## Problem description:
Without altering anything, repeat each of the records.

start Recorded data

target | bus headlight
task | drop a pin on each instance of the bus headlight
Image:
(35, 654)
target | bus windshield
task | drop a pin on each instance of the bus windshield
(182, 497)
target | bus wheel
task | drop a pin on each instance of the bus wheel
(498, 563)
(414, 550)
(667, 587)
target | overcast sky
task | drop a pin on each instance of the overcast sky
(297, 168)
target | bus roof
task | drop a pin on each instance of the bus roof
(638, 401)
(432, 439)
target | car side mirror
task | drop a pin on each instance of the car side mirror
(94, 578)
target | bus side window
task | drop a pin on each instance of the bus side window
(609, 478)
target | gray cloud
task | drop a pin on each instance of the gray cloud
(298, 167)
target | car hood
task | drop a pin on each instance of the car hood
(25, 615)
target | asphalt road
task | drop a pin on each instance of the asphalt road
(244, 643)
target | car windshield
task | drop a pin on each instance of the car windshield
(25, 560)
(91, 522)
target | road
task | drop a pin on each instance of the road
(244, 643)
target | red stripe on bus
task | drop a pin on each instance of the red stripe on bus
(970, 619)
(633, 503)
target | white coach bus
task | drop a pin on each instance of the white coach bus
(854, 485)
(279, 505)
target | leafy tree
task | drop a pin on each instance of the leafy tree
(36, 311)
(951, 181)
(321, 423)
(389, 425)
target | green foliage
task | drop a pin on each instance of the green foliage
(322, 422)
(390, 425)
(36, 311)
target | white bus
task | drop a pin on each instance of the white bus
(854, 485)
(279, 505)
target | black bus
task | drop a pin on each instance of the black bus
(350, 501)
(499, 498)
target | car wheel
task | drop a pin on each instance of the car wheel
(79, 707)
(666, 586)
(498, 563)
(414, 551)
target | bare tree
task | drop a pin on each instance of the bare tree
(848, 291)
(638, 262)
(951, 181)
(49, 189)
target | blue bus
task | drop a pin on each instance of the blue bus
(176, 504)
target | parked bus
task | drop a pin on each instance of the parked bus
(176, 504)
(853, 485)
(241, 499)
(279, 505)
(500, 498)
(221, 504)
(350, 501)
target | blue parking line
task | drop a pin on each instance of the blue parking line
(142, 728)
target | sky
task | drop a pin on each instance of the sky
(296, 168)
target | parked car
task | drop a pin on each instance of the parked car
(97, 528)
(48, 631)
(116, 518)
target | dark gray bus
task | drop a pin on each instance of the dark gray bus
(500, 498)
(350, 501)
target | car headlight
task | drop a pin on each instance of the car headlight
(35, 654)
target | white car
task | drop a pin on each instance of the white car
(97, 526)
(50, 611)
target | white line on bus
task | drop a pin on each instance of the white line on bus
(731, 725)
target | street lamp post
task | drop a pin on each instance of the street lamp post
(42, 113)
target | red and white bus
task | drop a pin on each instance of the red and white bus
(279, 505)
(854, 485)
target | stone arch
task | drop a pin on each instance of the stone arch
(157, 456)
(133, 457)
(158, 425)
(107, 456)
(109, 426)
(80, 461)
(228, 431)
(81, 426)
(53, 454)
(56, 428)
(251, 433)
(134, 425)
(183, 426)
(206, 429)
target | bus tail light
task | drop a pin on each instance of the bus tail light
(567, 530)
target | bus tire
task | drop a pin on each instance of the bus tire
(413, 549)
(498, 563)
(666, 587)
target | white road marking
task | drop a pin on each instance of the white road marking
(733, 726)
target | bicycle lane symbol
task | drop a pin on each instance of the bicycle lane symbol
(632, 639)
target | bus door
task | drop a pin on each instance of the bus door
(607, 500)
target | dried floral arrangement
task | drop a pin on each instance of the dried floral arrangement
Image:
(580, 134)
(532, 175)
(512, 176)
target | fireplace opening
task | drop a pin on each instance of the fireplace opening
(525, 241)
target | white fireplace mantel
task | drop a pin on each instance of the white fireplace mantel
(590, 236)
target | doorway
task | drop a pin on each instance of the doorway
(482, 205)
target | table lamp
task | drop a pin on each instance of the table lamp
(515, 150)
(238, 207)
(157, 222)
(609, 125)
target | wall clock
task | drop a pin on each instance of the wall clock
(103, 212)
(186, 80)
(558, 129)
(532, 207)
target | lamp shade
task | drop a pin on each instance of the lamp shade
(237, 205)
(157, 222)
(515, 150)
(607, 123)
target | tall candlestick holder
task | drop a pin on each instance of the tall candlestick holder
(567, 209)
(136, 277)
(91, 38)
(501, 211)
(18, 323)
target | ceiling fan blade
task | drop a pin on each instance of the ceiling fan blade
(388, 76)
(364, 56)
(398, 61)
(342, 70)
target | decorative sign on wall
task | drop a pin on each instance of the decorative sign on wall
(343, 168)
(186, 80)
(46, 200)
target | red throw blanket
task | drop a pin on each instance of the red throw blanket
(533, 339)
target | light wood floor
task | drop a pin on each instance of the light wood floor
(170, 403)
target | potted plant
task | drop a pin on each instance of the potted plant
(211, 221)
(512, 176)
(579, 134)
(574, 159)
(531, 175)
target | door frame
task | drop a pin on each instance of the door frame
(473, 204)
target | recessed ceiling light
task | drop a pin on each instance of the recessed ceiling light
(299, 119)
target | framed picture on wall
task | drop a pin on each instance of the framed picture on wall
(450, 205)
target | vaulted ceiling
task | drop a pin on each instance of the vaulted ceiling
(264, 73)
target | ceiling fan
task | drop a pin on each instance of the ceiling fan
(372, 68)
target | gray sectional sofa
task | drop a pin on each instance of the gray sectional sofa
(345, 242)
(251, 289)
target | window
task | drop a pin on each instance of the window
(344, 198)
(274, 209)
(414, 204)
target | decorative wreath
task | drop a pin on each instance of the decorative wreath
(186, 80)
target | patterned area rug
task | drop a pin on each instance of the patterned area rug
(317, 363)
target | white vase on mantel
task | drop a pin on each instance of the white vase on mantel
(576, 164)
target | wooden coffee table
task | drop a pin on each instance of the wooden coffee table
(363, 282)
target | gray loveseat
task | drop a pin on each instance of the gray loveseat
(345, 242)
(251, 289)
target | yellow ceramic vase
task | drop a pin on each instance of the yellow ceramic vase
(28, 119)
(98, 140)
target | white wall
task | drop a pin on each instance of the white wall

end Recorded data

## Reply to the task:
target | bus headlight
task | drop a pin on each instance of the bus headlight
Image:
(35, 654)
target | bus windshield
task | drop a pin on each instance of the bus windshield
(182, 497)
target | bus wheel
task | drop a pin on each instance of the bus wheel
(498, 563)
(414, 550)
(667, 587)
target | overcast sky
task | drop a pin on each instance of the overcast sky
(297, 168)
target | bus roof
task | drop a pin on each instance of the bus roof
(638, 401)
(432, 439)
target | car side mirror
task | drop a pin on each instance of the car side mirror
(94, 578)
target | bus side window
task | drop a pin on each instance of the bus side window
(609, 478)
target | gray cloud
task | drop a pin on each instance of the gray cloud
(298, 167)
target | car hood
task | drop a pin on each instance of the car hood
(25, 615)
target | asphalt road
task | drop a pin on each instance of the asphalt road
(244, 643)
target | car windshield
task | drop a pin on each instance of the car windshield
(25, 560)
(91, 522)
target | road
task | drop a pin on each instance of the road
(244, 643)
target | red stripe on bus
task | drop a pin on each instance of the red stripe on bus
(970, 619)
(633, 503)
target | white coach bus
task | drop a pin on each instance of the white coach bus
(854, 485)
(279, 505)
target | leafy tree
task | drop a pin on each instance of the leafy tree
(36, 311)
(951, 181)
(321, 423)
(389, 425)
target | green foliage
task | drop a pin on each instance of the green foliage
(322, 422)
(390, 425)
(36, 311)
target | white bus
task | drop a pin on each instance of the white bus
(854, 485)
(279, 505)
target | black bus
task | drop a pin on each instance of the black bus
(350, 501)
(499, 498)
target | car wheel
task | drop a pin on each instance of the car wheel
(79, 707)
(666, 586)
(498, 563)
(414, 551)
target | bare tree
task | drop a pin on each instance of the bare tree
(848, 291)
(638, 262)
(951, 181)
(49, 189)
target | blue bus
task | drop a pin on each instance of the blue bus
(176, 504)
target | parked bus
task | drop a pin on each instance of the parked bus
(176, 504)
(853, 485)
(241, 499)
(279, 505)
(500, 498)
(221, 504)
(350, 501)
target | blue parking line
task | drop a pin on each instance of the blue parking line
(142, 728)
target | sky
task | drop a pin on each instance of the sky
(296, 168)
target | parked car
task | drop a pin on each instance of the parked car
(97, 528)
(48, 631)
(116, 518)
target | dark gray bus
task | drop a pin on each instance of the dark gray bus
(500, 498)
(350, 501)
target | car headlight
task | drop a pin on each instance of the car headlight
(35, 654)
target | white car
task | drop a pin on each instance of the white car
(97, 526)
(50, 611)
target | white line on bus
task | drop a pin on each instance of the white line on bus
(731, 725)
target | street lamp post
task | drop a pin on each instance of the street lamp post
(42, 113)
target | red and white bus
task | drop a pin on each instance of the red and white bus
(279, 505)
(854, 485)
target | stone arch
task | drop a pin on each instance of the stone arch
(157, 456)
(133, 457)
(158, 425)
(107, 456)
(109, 426)
(80, 461)
(228, 431)
(81, 426)
(53, 454)
(56, 428)
(251, 433)
(134, 425)
(183, 426)
(206, 429)
target | bus tail light
task | drop a pin on each instance of the bus tail light
(567, 530)
target | bus tire
task | drop a pin on each instance of the bus tire
(413, 549)
(498, 563)
(666, 587)
target | white road marking
task | drop a pin on each instance of the white road marking
(733, 726)
target | bicycle lane symbol
task | drop a pin on each instance of the bicycle lane symbol
(632, 639)
target | bus door
task | drop a pin on each instance of the bus door
(607, 500)
target | dried floral arrangement
task | drop a pin on each instance of the dried floral arrangement
Image:
(580, 134)
(532, 175)
(512, 176)
target | fireplace opening
task | drop a pin on each instance of the fireplace opening
(525, 241)
target | white fireplace mantel
task | drop a pin on each instance of the white fireplace mantel
(590, 236)
target | doorway
task | drop a pin on each instance of the doorway
(482, 205)
target | table lamp
task | drop a pin on each instance of the table lamp
(515, 150)
(238, 207)
(157, 222)
(609, 125)
target | wall clock
task | drop a pin on each instance of the wall clock
(103, 212)
(186, 80)
(558, 129)
(532, 207)
target | lamp shade
task | drop a pin on each instance of the lamp shade
(237, 205)
(157, 222)
(515, 150)
(607, 123)
target | tall candlestick holder
task | drop a pin on each instance of the tall candlestick holder
(567, 209)
(136, 277)
(91, 38)
(501, 211)
(18, 323)
target | ceiling fan blade
task | drop a pin on each instance of the ceiling fan blade
(388, 76)
(364, 56)
(398, 61)
(342, 70)
target | decorative sign on wall
task | drop a pin on each instance of the decorative sign on wall
(343, 168)
(186, 80)
(46, 200)
target | red throw blanket
task | drop a pin on each instance of the red throw blanket
(533, 339)
target | light wood floor
task | drop a pin on each instance of the light wood floor
(170, 403)
target | potted plant
task | drop a pin on each instance of the potted plant
(211, 221)
(512, 176)
(579, 134)
(574, 159)
(531, 175)
target | door frame
task | drop a pin on each instance of the door frame
(473, 204)
target | recessed ceiling light
task | drop a pin on each instance of the recessed ceiling light
(299, 119)
target | framed picture on wall
task | drop a pin on each instance of the framed picture on wall
(450, 205)
target | vaulted ceiling
task | drop a pin on each instance of the vaulted ceiling
(264, 73)
target | ceiling fan
task | drop a pin on each instance of the ceiling fan
(372, 68)
target | gray sectional sofa
task | drop a pin on each instance of the gray sectional sofa
(345, 242)
(251, 289)
target | window
task | drop a pin on each instance of the window
(344, 198)
(274, 209)
(414, 204)
target | decorative wreath
task | drop a pin on each instance of the decorative wreath
(186, 80)
target | patterned area rug
task | drop a pin on each instance of the patterned area rug
(317, 363)
target | white vase on mantel
task | drop a pin on each instance of the white vase on mantel
(576, 164)
target | wooden coffee table
task | drop a pin on each instance of the wooden coffee table
(363, 282)
target | gray loveseat
task | drop a pin on each instance of the gray loveseat
(345, 242)
(251, 289)
target | yellow ceramic vase
task | drop a pin on each instance of the yellow ceramic vase
(28, 119)
(98, 140)
target | white wall
task | drop a pin on each instance of the white wall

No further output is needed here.